- PASSAGE FOR REVIEW:
::::::::::
While building a career at 3M and its technology spinoff, Imation, Kirsten Hall never considered joining her family’s business, Logistics Planning Services (LPS) in Woodbury, Minn. “But I realized in 2010, when Mom and Dad were getting ready to step back, that I had been groomed for LPS and had valuable skills that the company needed,” she says.
Hall was director of operations at Imation when she made the transition. She joined LPS as chief operating officer, and not long after that she was named chief executive officer.
Hall talked with Inbound Logistics about her company’s dynamic culture, her future goals, and what it takes to lead a logistics company whose mantra is Grow or Die.
IL: How did your work at 3M and Imation prepare you to become head of a third-party logistics (3PL) services firm?
I started in customer service at 3M and then moved to Imation, which was a $2-billion-plus company when we started. I worked my way up through various supply chain roles and had the opportunity to get trained in black belt Six Sigma as well as Lean principles. Over the years, my responsibilities included customer service, inventory planning, distribution, and transportation. That gave me a strong supply chain background. When I joined LPS, I realized that I needed to supplement my mile-wide knowledge of global supply chain with a mile-deep understanding of transportation. I’m still working on that today.
IL: When you became CEO in 2012, what items were at the top of your agenda?
In 2012, my focus was on how to achieve our three-year vision for 2015. Two of our key focus areas were expanding our truckload brokerage and diversifying our customer base. This has been a niche business, focused on the North American utilities industry. We still concentrate heavily on some niche areas with our enterprise offering, but we have the ability to handle anybody’s freight, and we serve almost every industry today. I’m proud to say we succeeded in hitting all our key milestones and deliverables by 2015, thanks to the efforts of our team.
IL: What kinds of logistics issues matter most to your customers these days, and how does LPS help with those?
::::::::::
- DATASET:
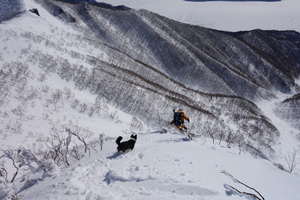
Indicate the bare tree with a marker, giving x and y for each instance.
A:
(79, 138)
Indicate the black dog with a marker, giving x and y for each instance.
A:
(124, 146)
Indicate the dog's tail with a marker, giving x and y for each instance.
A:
(118, 140)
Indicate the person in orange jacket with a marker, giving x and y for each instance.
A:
(178, 120)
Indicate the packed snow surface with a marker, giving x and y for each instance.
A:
(167, 166)
(225, 15)
(162, 165)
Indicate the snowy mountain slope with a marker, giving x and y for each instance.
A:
(166, 166)
(237, 15)
(129, 66)
(76, 68)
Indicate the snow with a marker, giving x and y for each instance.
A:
(161, 166)
(225, 15)
(166, 166)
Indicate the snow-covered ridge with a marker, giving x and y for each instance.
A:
(79, 66)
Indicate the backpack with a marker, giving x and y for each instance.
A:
(177, 118)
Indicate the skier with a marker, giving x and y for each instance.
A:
(178, 120)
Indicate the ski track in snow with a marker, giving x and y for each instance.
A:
(165, 166)
(168, 166)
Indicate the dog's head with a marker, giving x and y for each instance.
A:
(133, 136)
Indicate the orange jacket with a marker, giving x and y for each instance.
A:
(183, 116)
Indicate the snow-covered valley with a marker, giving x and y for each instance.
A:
(76, 67)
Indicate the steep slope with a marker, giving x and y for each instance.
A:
(146, 65)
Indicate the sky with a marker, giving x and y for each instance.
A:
(225, 15)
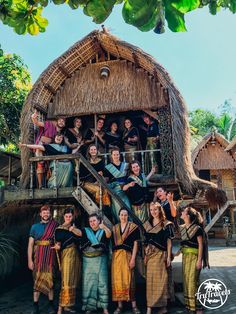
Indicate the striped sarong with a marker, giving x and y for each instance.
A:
(95, 283)
(156, 279)
(70, 273)
(122, 277)
(190, 278)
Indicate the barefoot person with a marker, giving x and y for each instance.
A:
(95, 240)
(41, 257)
(125, 247)
(192, 248)
(158, 247)
(67, 238)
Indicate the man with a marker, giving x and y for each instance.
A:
(41, 257)
(153, 142)
(95, 265)
(167, 203)
(47, 132)
(93, 136)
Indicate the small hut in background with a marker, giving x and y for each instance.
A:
(213, 161)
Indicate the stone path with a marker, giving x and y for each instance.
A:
(223, 267)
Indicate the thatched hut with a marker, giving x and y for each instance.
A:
(72, 86)
(213, 161)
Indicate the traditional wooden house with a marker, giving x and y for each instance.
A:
(134, 83)
(213, 161)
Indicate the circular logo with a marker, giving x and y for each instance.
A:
(212, 293)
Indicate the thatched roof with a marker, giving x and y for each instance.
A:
(71, 85)
(232, 146)
(211, 153)
(9, 159)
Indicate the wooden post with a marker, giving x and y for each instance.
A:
(9, 170)
(95, 129)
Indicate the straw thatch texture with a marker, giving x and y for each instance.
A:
(86, 92)
(208, 155)
(71, 85)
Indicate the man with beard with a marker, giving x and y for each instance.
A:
(41, 257)
(47, 132)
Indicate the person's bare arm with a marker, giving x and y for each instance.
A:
(133, 257)
(35, 121)
(30, 253)
(200, 251)
(33, 146)
(173, 209)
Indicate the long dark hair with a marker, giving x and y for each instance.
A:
(195, 216)
(162, 215)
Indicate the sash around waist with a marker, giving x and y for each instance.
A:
(42, 242)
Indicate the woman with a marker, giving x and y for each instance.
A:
(193, 248)
(157, 258)
(89, 182)
(112, 137)
(131, 140)
(74, 135)
(95, 242)
(66, 240)
(62, 170)
(136, 189)
(116, 174)
(125, 246)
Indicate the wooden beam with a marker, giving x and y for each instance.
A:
(50, 89)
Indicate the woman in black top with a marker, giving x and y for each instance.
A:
(112, 137)
(89, 182)
(131, 140)
(192, 248)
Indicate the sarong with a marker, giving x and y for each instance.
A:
(157, 279)
(94, 189)
(115, 207)
(70, 273)
(95, 283)
(190, 278)
(141, 211)
(122, 277)
(62, 174)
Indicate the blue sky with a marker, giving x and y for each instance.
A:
(200, 61)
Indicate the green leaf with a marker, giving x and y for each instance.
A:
(74, 4)
(99, 10)
(175, 19)
(33, 29)
(185, 6)
(58, 2)
(20, 29)
(140, 12)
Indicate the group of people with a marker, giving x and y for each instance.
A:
(54, 138)
(85, 253)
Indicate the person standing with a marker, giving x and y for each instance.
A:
(136, 190)
(116, 175)
(158, 248)
(41, 257)
(125, 238)
(67, 238)
(95, 240)
(194, 250)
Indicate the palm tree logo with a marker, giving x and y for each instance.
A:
(212, 293)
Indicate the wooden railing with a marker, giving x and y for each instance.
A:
(80, 159)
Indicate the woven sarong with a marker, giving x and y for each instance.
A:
(70, 273)
(122, 277)
(190, 278)
(95, 283)
(157, 279)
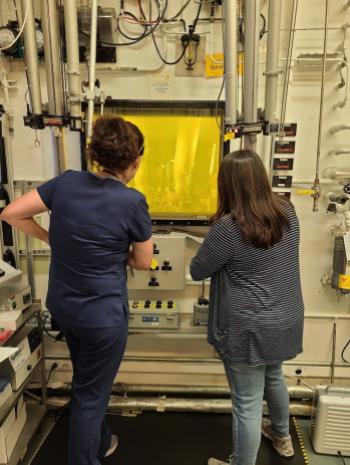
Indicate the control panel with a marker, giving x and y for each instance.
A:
(154, 314)
(168, 267)
(201, 312)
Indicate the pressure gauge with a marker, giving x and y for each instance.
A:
(7, 36)
(242, 28)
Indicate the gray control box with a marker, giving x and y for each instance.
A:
(169, 273)
(201, 312)
(153, 314)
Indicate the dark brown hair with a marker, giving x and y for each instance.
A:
(115, 143)
(246, 194)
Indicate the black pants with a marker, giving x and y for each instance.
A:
(96, 355)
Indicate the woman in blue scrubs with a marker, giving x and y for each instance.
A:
(98, 226)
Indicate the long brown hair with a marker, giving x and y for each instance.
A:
(246, 194)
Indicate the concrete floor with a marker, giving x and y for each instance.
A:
(304, 426)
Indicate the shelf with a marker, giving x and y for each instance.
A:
(26, 316)
(11, 401)
(11, 274)
(35, 414)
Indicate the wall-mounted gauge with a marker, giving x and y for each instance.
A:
(39, 40)
(241, 28)
(7, 36)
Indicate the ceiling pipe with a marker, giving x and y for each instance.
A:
(251, 67)
(272, 70)
(230, 46)
(92, 68)
(316, 187)
(53, 59)
(31, 56)
(73, 67)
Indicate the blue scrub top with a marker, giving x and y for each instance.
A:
(93, 222)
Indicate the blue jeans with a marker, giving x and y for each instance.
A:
(248, 385)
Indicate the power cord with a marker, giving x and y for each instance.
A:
(342, 457)
(343, 352)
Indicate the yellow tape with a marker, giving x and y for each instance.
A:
(154, 264)
(344, 281)
(229, 136)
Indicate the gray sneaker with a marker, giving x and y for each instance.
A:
(282, 445)
(113, 445)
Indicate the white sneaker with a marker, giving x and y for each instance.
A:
(113, 445)
(213, 461)
(282, 445)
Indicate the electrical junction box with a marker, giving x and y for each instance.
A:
(10, 320)
(15, 296)
(201, 312)
(331, 433)
(169, 270)
(29, 351)
(153, 314)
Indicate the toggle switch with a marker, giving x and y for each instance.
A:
(166, 266)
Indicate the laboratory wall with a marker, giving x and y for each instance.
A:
(183, 357)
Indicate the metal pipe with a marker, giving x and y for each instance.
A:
(230, 54)
(289, 63)
(339, 127)
(301, 181)
(92, 68)
(333, 173)
(177, 405)
(333, 352)
(53, 59)
(316, 186)
(31, 57)
(272, 71)
(3, 13)
(251, 67)
(213, 361)
(72, 47)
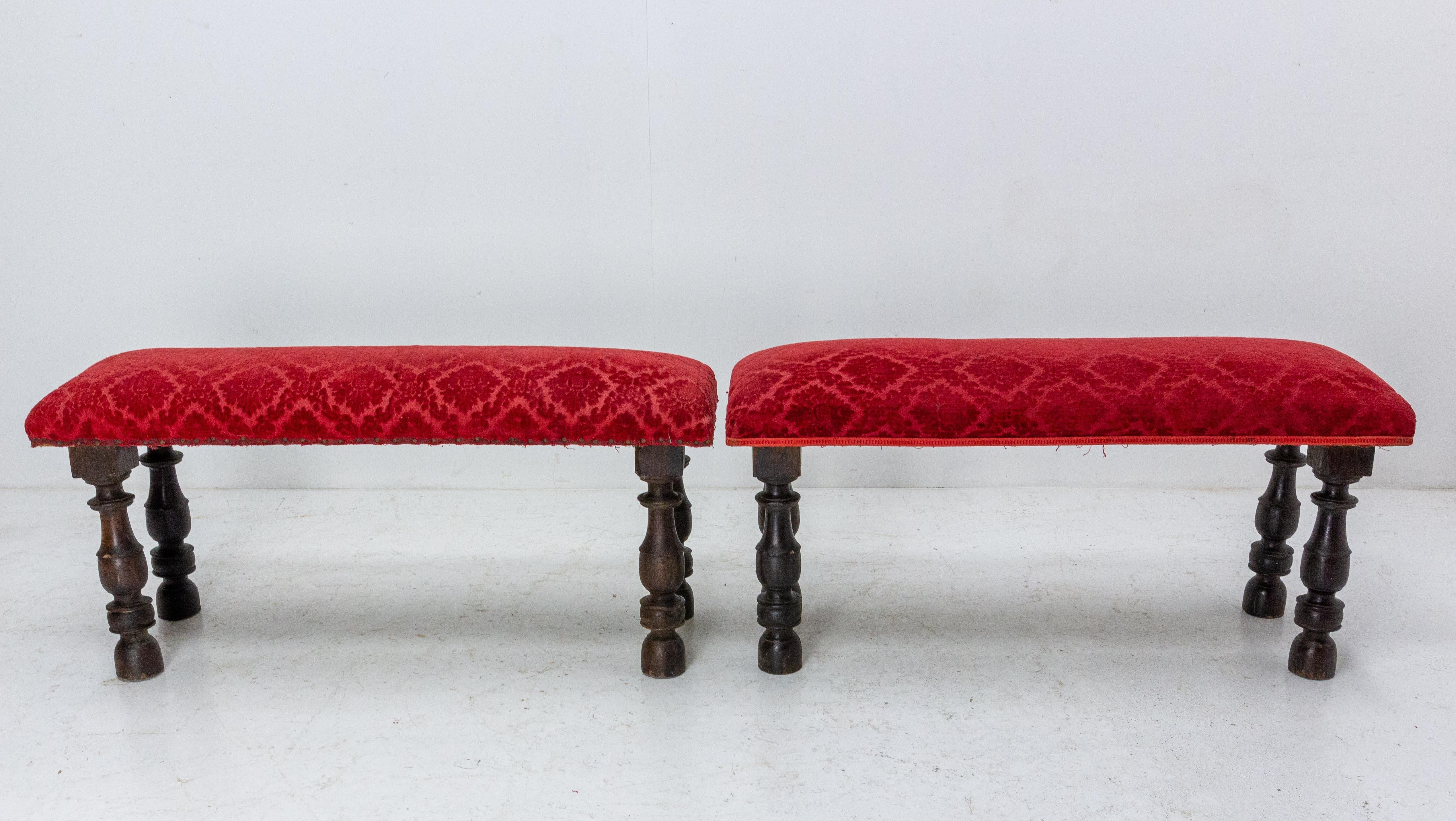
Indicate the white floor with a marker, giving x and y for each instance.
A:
(969, 654)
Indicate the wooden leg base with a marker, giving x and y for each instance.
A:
(1312, 656)
(1264, 600)
(139, 659)
(781, 656)
(664, 659)
(178, 600)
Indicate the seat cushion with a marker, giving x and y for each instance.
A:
(397, 395)
(1024, 392)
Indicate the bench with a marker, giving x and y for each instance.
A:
(1077, 392)
(659, 404)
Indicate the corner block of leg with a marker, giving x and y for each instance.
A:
(121, 563)
(683, 519)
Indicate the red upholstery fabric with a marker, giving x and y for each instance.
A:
(426, 395)
(1020, 392)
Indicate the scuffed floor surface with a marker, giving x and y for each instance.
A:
(969, 654)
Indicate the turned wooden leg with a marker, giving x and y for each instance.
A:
(1326, 564)
(794, 520)
(1278, 519)
(781, 606)
(683, 519)
(121, 561)
(169, 522)
(660, 563)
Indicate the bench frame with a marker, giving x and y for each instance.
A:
(1324, 567)
(663, 561)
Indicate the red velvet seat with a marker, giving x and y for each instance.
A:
(1052, 392)
(388, 395)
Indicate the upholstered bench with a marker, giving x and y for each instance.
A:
(1077, 392)
(659, 404)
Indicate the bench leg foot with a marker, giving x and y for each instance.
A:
(660, 563)
(169, 520)
(121, 561)
(781, 606)
(1276, 520)
(1326, 564)
(683, 519)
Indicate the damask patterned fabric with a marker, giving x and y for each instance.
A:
(1024, 392)
(395, 395)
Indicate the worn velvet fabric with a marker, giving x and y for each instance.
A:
(1023, 392)
(395, 395)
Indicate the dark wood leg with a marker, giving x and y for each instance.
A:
(169, 522)
(1278, 519)
(121, 561)
(660, 563)
(683, 519)
(781, 605)
(1326, 565)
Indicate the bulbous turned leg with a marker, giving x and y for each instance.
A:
(683, 519)
(794, 520)
(781, 606)
(169, 520)
(660, 563)
(1326, 564)
(121, 561)
(1278, 519)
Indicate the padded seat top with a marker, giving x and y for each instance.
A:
(1050, 392)
(388, 395)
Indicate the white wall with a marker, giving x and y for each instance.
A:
(717, 178)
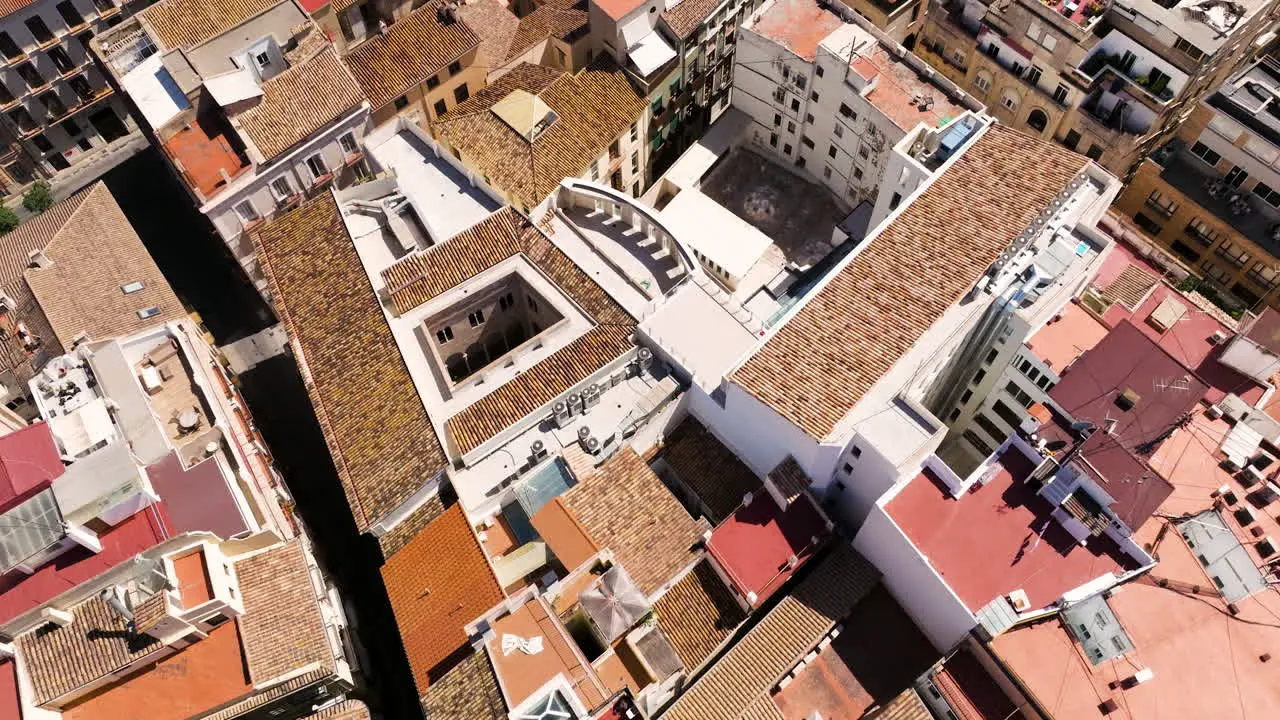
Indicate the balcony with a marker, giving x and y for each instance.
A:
(1247, 213)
::::::::::
- WORK TASK A:
Answer these questions from the Kirsten Hall interview:
(i) What was Hall's position at Imation when she moved to LPS?
(ii) In what year did Hall become CEO of LPS?
(iii) Which industry was the niche business of LPS focused on?
- WORK TASK B: Set down the stretch of the Kirsten Hall interview from "IL: How did" through "on that today.", word for word.
- WORK TASK C: Take the Kirsten Hall interview further from the point where it stops.
The items come from a separate source with no connection to the Kirsten Hall interview.

- EXERCISE ANSWER A:
(i) Director of operations
(ii) 2012
(iii) The North American utilities industry

- EXERCISE ANSWER B:
IL: How did your work at 3M and Imation prepare you to become head of a third-party logistics (3PL) services firm?
I started in customer service at 3M and then moved to Imation, which was a $2-billion-plus company when we started. I worked my way up through various supply chain roles and had the opportunity to get trained in black belt Six Sigma as well as Lean principles. Over the years, my responsibilities included customer service, inventory planning, distribution, and transportation. That gave me a strong supply chain background. When I joined LPS, I realized that I needed to supplement my mile-wide knowledge of global supply chain with a mile-deep understanding of transportation. I’m still working on that today.

- EXERCISE ANSWER C:
Our clients want to know the status of their freight at all times. We work with carriers who we know will give us accurate updates, whether through direct communications or technology, to ensure that our clients have the visibility they expect. We’re also investing in predictive analytics to help our customers be proactive instead of reactive. Getting visibility as early as possible into a customer’s ordering process helps us offer the best price and service options.
IL: What’s your leadership style? What strategies do you find most effective for motivating your people and promoting your objectives?
Within the Six Domains leadership model developed by Sim Sitkin and Allan Lind, I would describe my style as relational and responsible. Relational leadership starts with a foundation of trust, and showing the team that I truly respect and care about their interests. The responsible leadership qualities are honesty and integrity, ensuring ethical behavior and decision making.
I’m also very competitive, and LPS is competitive as a team, with high expectations. We use what’s known as the traction operating model, which applies a highly disciplined structure to running the business, with weekly milestones and a great deal of accountability. Our core value is Grow or Die. It’s not really about growth, but about continuous improvement.
IL: What is the corporate culture at LPS, and how do you nurture those values?
Along with Grow or Die, our other core values are Positive Attitude, Do the Right Thing, and Loyalty. We are passionate, and we want to win, but we do it with integrity. We spend a lot of time in the community, packing meals at Feed My Starving Children, volunteering at the children’s hospital, holding a bubble soccer game to send a “container of hope” to an orphanage in Jamaica, to give just a few examples. Our largest cause is giving back to veterans. Over the past 14 years, we have used our LPS for Vets golf tournament to help fund efforts to solve and treat PTSD at the University of Minnesota Brain Sciences Research Center, located at the Minneapolis VA Medical Center.
You may think this is all soft stuff. But the soft stuff is really the hard stuff: You cannot make up culture. We are a family-based business with family-based values. Also, research shows that millennials are looking for workplaces where they feel tied to a greater cause. Millennials don’t just give money, like the generations that preceded them. They want to give their time and have a greater social impact through the workplace. We think the culture we have fostered for 29 years will continue to allow us to attract and retain great employees.
IL: What other leaders inspire you, and why?
I had the privilege of attending the executive MBA program at one of the best schools in the country, the Fuqua School of Business at Duke University. After a rigorous 15-month program, I recently graduated along with 25 of the brightest leaders I have ever met. I am inspired by those men and women, leaders from across the world working in sales, finance, insurance, law, medicine, and entrepreneurial ventures. There is no way an individual can get through that program alone as a working executive, but as a highly functioning small team we were able to succeed. I still rely on many of those leaders for business advice and feedback. All of them inspire me every day to continue to learn and do my best to lead in every area of my life.
IL: How do you spend your time when you’re not working?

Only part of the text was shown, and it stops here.